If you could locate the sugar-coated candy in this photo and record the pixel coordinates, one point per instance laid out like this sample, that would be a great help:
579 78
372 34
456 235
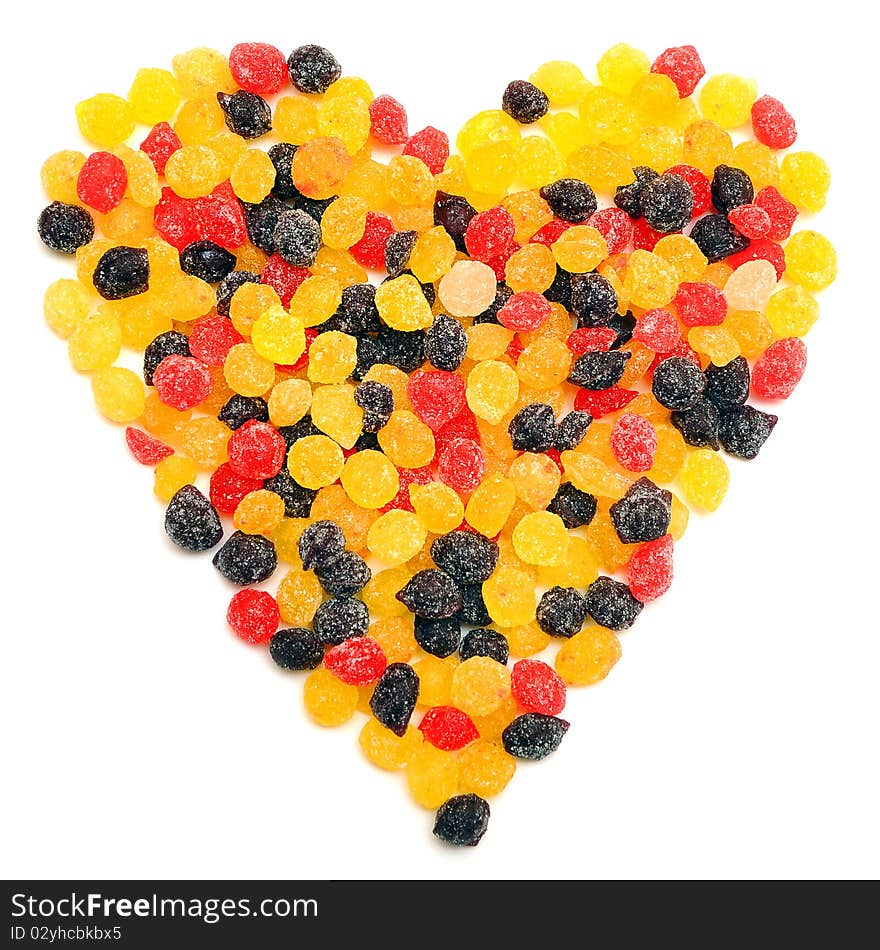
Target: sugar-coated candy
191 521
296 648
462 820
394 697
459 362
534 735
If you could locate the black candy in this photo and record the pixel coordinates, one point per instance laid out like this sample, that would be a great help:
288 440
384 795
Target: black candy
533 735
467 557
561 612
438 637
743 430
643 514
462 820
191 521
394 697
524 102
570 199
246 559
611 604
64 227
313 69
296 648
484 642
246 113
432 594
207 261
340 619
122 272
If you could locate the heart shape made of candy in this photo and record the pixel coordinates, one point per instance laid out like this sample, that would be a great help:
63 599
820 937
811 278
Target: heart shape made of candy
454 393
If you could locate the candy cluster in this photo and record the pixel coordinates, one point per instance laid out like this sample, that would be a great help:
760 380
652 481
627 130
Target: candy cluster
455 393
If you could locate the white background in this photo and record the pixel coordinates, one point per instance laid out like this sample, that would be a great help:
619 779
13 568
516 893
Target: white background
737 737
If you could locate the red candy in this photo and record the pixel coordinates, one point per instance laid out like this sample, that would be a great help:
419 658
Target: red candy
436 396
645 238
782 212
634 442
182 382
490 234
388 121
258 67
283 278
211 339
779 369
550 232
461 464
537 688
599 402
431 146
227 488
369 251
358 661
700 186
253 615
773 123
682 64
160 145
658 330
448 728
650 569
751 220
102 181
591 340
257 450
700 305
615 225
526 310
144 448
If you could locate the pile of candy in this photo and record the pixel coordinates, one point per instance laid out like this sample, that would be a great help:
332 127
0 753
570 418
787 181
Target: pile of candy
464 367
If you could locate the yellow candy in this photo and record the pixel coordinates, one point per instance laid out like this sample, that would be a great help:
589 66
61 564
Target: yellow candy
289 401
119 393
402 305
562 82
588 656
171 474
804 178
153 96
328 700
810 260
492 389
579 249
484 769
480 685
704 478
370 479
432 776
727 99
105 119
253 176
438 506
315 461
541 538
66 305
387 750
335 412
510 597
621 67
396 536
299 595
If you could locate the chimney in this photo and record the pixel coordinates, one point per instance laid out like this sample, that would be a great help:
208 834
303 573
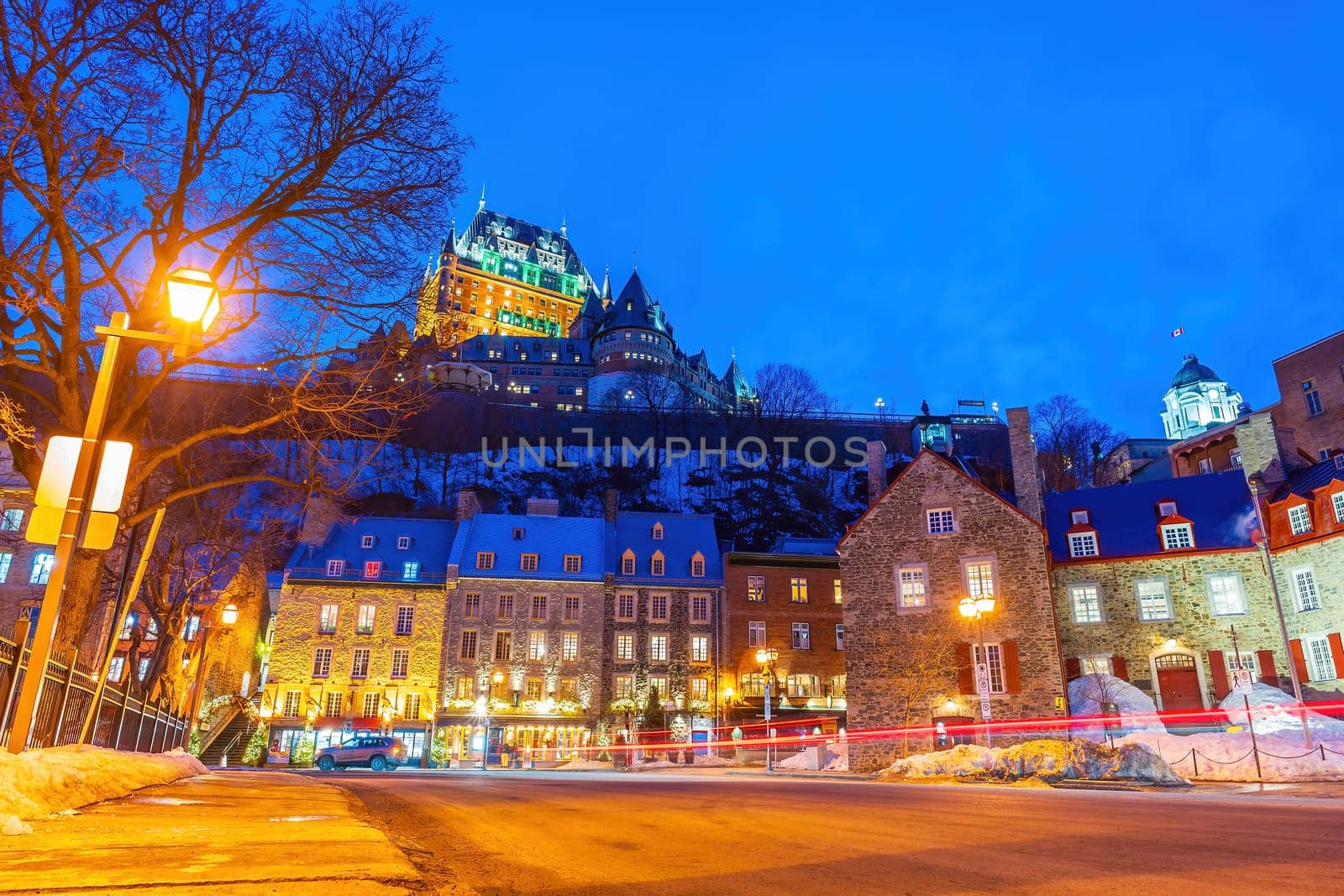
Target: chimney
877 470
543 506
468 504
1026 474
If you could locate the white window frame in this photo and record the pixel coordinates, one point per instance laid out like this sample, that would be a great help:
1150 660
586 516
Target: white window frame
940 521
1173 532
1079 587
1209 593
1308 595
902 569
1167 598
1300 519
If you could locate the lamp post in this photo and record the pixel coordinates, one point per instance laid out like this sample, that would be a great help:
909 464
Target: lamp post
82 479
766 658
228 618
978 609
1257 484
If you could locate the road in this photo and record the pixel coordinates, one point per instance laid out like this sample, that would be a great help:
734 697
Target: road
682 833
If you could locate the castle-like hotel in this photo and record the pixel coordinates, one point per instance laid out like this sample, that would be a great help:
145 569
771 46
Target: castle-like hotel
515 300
────────
EXERCISE |
Output all of the data exactly as it stands, minus any images.

WORKED SOLUTION |
If you could locate the sugar-coated candy in this photo and record the pixel coordinates, one point per instance laid out like this sample, that would be a great help:
579 78
372 34
456 235
Target: sugar-coated candy
191 521
296 648
462 820
394 697
459 362
534 735
If you could locate the black candy in this photo and record the pixel coordinates, one point per instance laid out like this sample, that would be a great help:
288 440
384 795
Target: black candy
533 735
467 557
561 612
438 637
743 430
643 514
462 820
191 521
394 697
524 102
570 199
246 559
611 604
64 227
313 69
296 648
484 642
246 113
432 594
207 261
340 619
122 272
If you could locate the heart shape made of candy in this photo and record the pixel coordinates, one point per instance laid out like this sample, that would be a great help:
63 599
820 937
811 278
Target: heart shape made of candy
454 393
If you could locate the candy cluster in this photo and record the pixel coordinates, one point per instance laid out like this sample, that would be a great help:
760 380
652 481
627 130
Target: candy cluster
455 393
If you could locate the white background in this photo and record the pixel coordinates, one point per instance laid out like this sample, that would be a great help:
619 779
13 568
516 893
Target: white background
737 737
If you could locate the red candy in this photo and record the pixel coordinates, one point per instance laid out like this sample, that would be a great help:
419 658
Target: red candy
436 396
645 238
782 212
634 442
182 382
490 234
388 121
258 67
283 278
211 339
779 369
550 232
461 464
537 688
599 402
431 146
227 488
369 251
358 661
700 186
253 615
773 123
682 64
160 145
658 330
448 728
650 569
751 220
102 181
591 340
257 450
700 305
615 225
526 310
144 448
If you could locate the pile of candy in this photo and record the pixel coordinates, one point per instance laid out like this sample, that would be a great help:
332 127
0 753
570 418
787 181
Target: pile of candy
464 367
If you could locate the yellow candy in this photo and record the pixel coordinates, one point per instance laid out like this sample, that would be a great help:
589 66
61 564
Target: yellow candy
289 401
119 393
402 305
562 82
588 656
171 474
804 178
153 96
328 700
810 260
492 389
579 249
484 769
480 685
704 478
370 479
432 776
727 99
105 119
253 176
438 506
315 461
541 538
66 305
387 750
335 412
510 597
621 67
396 536
299 595
If you could locate the chimney in this photo and record the pixel coordinates, one point per instance laid out like this sample, that would be a great help:
208 834
303 573
Target: chimney
877 470
543 506
468 504
1026 474
If you could locate the white window frame in this photo and record the pixel coordinates, one point per instance laid out like this sample, that would be a great help:
1150 660
586 516
Target: white window frame
940 521
1173 532
1079 587
1209 593
1308 595
902 569
1167 598
1300 519
If you could locate the lamp post in this photo and record the pixel coordinates, one point per instance laid out like this sample, that would be a great help:
909 464
Target: lamp post
82 479
766 658
228 618
978 609
1257 484
If you could locate the road in this photo and record the pixel coordinates, one point per instance laid out like this sample, that would be a great help:
734 697
Target: road
682 833
If you could locate the castle-like hotel in this photo and record the pixel coordinates, one point per instance laid out like this sample, that would be a great help:
145 569
771 46
Target: castle-like hotel
515 300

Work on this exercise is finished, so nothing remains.